*Tasks to complete:*
1. In the text about the Central Gulf of Mexico lease sale, how long does it take an offshore lease to start producing oil or natural gas?
2. Pick up the text on the Central Gulf of Mexico lease sale where it ends and write what comes next.

Tomorrow’s scheduled Central Gulf of Mexico oil and natural gas lease sale in New Orleans will be the first in that area since March 2010. Setting aside for a moment the two-year gap in exploration and development caused by two years without new sales, tomorrow’s auction is important to America’s economic and energy security.

Unfortunately, the two-year gap is real and has real impact. Because it takes seven to 10 years for an offshore lease to start producing oil or natural gas, there’s a gap in the development timeline. It’s like a vintner who skips two years growing grapes; at some point in the wine-producing process there’ll be a lean vintage year. Here’s a chart that shows the stages and time requirements of offshore development:

A couple of other points about tomorrow’s lease sale, underscored by API’s Upstream and Industry Operations Director Erik Milito during a conference call with reporters: While it’s good the Bureau of Ocean Energy Management is holding the sale – which will generate significant industry interest – the areas in the Gulf being offered aren’t new, emphasizing the administration’s restricted approach to developing America’s energy resources. Milito:

“Every lease sale is important, but more important for our energy future than any individual sale is our nation’s broader energy policy framework. That, unfortunately, has been inadequate. The administration’s proposed five-year offshore leasing plan for 2012 through 2017 … would limit offshore development to where it historically has always been – parts of the Gulf of Mexico and offshore Alaska. It would restrict opportunities when it should be expanding them. It would not help prepare us well for our energy future.”

*Raw data:*
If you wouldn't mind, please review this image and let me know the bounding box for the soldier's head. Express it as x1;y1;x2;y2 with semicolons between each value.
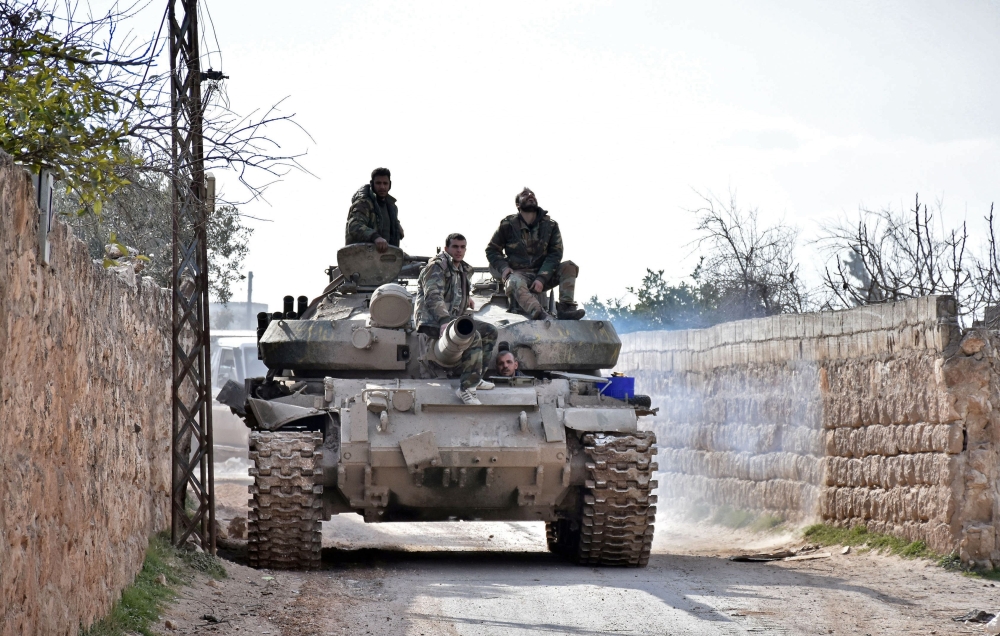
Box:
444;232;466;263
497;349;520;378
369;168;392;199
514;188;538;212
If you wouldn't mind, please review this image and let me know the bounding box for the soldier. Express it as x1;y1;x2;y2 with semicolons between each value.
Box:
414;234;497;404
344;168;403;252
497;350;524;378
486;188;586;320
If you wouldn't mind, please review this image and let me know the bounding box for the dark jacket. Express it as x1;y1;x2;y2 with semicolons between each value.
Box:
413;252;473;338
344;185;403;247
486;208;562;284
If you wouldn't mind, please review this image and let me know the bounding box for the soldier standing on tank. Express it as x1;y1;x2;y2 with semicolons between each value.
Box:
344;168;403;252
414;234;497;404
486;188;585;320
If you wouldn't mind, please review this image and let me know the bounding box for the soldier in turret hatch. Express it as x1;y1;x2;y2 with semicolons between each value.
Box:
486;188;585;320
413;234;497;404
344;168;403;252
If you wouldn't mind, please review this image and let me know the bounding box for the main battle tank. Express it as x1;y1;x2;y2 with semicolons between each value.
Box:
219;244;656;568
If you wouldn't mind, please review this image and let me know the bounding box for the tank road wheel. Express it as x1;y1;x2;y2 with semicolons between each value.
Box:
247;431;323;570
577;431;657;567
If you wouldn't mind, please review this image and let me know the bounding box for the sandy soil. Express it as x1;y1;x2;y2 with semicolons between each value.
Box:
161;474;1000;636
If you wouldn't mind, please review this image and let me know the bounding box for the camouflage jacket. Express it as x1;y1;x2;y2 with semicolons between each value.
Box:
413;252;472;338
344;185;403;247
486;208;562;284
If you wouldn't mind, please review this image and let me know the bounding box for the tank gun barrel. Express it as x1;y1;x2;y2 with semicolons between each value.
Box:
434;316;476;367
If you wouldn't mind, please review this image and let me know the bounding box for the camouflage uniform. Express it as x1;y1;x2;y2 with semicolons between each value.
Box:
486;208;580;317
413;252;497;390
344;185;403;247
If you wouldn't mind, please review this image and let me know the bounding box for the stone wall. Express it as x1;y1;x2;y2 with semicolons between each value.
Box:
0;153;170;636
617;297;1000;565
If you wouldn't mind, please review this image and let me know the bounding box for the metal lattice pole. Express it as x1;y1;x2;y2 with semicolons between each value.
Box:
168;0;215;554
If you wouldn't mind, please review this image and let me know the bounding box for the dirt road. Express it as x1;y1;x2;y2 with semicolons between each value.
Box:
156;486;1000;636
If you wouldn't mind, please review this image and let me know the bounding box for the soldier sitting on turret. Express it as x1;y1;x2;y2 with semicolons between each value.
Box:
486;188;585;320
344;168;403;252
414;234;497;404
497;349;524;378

* * *

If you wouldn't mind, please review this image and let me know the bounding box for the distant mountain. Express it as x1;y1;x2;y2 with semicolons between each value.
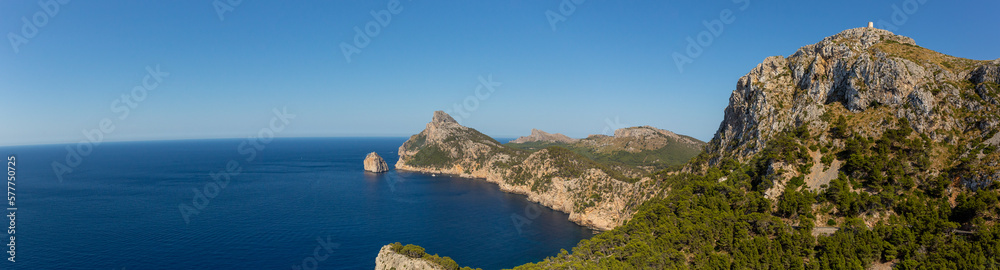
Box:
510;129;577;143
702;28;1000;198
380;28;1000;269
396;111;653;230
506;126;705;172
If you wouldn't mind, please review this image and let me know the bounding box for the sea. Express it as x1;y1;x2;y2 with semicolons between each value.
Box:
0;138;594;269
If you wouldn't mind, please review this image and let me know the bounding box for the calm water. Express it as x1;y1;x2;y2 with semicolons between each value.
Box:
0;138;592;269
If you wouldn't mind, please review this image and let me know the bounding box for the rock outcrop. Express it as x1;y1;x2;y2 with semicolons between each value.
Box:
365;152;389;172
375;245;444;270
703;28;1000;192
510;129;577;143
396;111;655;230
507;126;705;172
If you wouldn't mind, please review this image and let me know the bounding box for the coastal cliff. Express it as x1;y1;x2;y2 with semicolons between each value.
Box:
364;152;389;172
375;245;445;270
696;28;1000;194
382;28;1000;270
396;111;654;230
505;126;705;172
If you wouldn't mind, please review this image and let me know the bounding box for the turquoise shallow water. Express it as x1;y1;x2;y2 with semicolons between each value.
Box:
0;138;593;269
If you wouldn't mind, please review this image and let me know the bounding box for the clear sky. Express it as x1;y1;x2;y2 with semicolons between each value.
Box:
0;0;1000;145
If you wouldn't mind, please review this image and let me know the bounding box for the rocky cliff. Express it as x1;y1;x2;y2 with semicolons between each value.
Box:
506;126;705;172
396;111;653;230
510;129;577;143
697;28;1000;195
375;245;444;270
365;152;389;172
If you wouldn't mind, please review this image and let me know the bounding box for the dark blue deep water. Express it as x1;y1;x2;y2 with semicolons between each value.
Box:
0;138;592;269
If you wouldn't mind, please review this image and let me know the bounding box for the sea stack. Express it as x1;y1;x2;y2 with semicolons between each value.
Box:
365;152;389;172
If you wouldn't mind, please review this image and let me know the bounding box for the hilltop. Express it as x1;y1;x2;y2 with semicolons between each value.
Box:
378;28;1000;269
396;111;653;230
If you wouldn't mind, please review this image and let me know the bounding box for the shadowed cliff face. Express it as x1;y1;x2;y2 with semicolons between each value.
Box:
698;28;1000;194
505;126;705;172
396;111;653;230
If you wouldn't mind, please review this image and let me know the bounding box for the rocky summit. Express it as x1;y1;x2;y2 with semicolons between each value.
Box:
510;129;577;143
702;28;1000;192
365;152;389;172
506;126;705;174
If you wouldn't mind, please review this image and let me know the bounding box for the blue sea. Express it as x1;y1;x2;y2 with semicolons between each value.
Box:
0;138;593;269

*Results in order:*
1. Seven to 10 years.

2.
If the energy goal is to reduce oil imports, then tomorrow’s sale reflects a short-sighted vision that will struggle to take us there. Good news: It doesn’t have to be that way. America is energy-rich, with the resources, financial wherewithal and technological know-how to substitute domestic production for much of what we get now from foreign suppliers. It simply takes the right plan, the right approach.

With the right access policies – capitalizing on tight oil and shale gas discoveries, our offshore potential and increased supplies from neighbor and ally Canada – we could see 100 percent of our liquid fuel needs met by 2024, a little more than a decade away. Milito:

“We can do it safely. Industry continues to demonstrate a commitment to continuous improvement in operations to make things safer for our personnel, the public and the environment. In the offshore the industry, working closely with government, has enhanced its ability to prevent, contain and respond to a spill.”

Energy development is a long-term process. Limited vision and action sows seeds for the future. Milito:

“The proposed Department of Interior five-year plan is insufficient, and each year we implement it we will fall further behind what we really should be doing. The administration ought to begin working on a new plan immediately.  … Maintaining the status quo won’t work. Existing wells are continually depleting and need to be replaced with new discoveries. It is also important to open new areas for leasing so that industry can use new exploration technologies that will increase production.”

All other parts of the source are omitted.